| Your goal |
Retype every line from the start of the entries below down to the line with "Where can you spot the tree foliage?", both ends included; skip the pictures.

====

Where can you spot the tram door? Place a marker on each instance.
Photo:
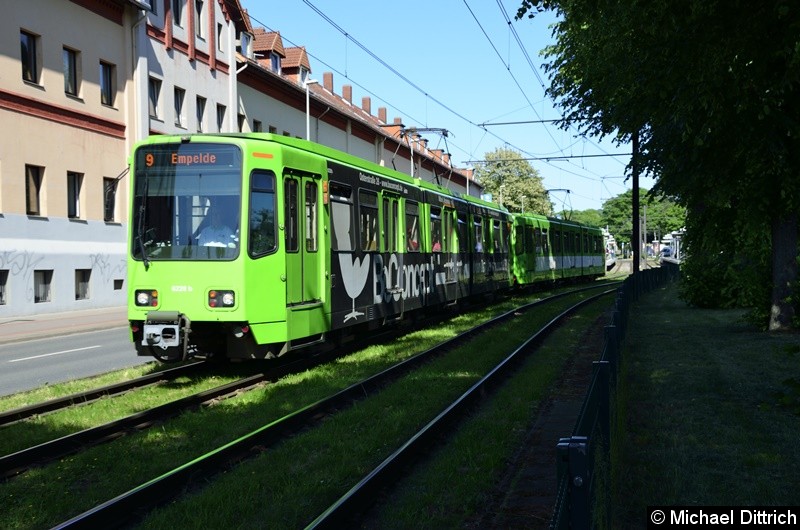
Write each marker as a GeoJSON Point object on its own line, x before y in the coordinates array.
{"type": "Point", "coordinates": [301, 237]}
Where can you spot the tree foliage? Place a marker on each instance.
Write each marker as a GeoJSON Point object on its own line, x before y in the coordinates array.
{"type": "Point", "coordinates": [711, 90]}
{"type": "Point", "coordinates": [512, 181]}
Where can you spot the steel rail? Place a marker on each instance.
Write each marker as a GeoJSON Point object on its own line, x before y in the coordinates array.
{"type": "Point", "coordinates": [363, 495]}
{"type": "Point", "coordinates": [135, 503]}
{"type": "Point", "coordinates": [13, 415]}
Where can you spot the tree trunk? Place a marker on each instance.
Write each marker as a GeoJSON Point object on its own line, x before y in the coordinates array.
{"type": "Point", "coordinates": [784, 271]}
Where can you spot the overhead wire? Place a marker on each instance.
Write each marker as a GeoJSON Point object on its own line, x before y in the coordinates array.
{"type": "Point", "coordinates": [427, 95]}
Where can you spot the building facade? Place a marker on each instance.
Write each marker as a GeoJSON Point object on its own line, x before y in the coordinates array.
{"type": "Point", "coordinates": [73, 103]}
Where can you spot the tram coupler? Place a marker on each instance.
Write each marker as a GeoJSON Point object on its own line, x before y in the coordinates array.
{"type": "Point", "coordinates": [166, 330]}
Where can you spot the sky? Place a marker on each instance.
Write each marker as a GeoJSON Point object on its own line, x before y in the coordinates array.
{"type": "Point", "coordinates": [466, 66]}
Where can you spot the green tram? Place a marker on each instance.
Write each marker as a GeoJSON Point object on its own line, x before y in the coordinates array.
{"type": "Point", "coordinates": [251, 245]}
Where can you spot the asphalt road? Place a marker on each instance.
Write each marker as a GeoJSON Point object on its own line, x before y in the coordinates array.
{"type": "Point", "coordinates": [34, 363]}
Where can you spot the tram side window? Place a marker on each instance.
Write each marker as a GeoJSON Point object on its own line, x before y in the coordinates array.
{"type": "Point", "coordinates": [412, 226]}
{"type": "Point", "coordinates": [436, 229]}
{"type": "Point", "coordinates": [343, 234]}
{"type": "Point", "coordinates": [311, 216]}
{"type": "Point", "coordinates": [262, 213]}
{"type": "Point", "coordinates": [477, 225]}
{"type": "Point", "coordinates": [290, 214]}
{"type": "Point", "coordinates": [368, 219]}
{"type": "Point", "coordinates": [390, 220]}
{"type": "Point", "coordinates": [529, 241]}
{"type": "Point", "coordinates": [545, 242]}
{"type": "Point", "coordinates": [463, 233]}
{"type": "Point", "coordinates": [448, 230]}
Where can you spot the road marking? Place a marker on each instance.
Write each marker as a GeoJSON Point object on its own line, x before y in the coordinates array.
{"type": "Point", "coordinates": [54, 353]}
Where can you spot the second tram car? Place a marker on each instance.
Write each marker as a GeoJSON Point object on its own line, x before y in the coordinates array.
{"type": "Point", "coordinates": [251, 245]}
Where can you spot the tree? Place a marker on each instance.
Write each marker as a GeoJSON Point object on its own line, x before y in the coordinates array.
{"type": "Point", "coordinates": [710, 90]}
{"type": "Point", "coordinates": [512, 181]}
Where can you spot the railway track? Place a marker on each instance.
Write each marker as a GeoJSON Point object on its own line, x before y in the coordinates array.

====

| Task result |
Where can you spot the tram door? Place a marker on each instance.
Photo:
Write each marker as a GeoJSON Point object on its own line, x before y in the coordinates array.
{"type": "Point", "coordinates": [301, 237]}
Where can you spot the tree foliage? Place a marker on each instance.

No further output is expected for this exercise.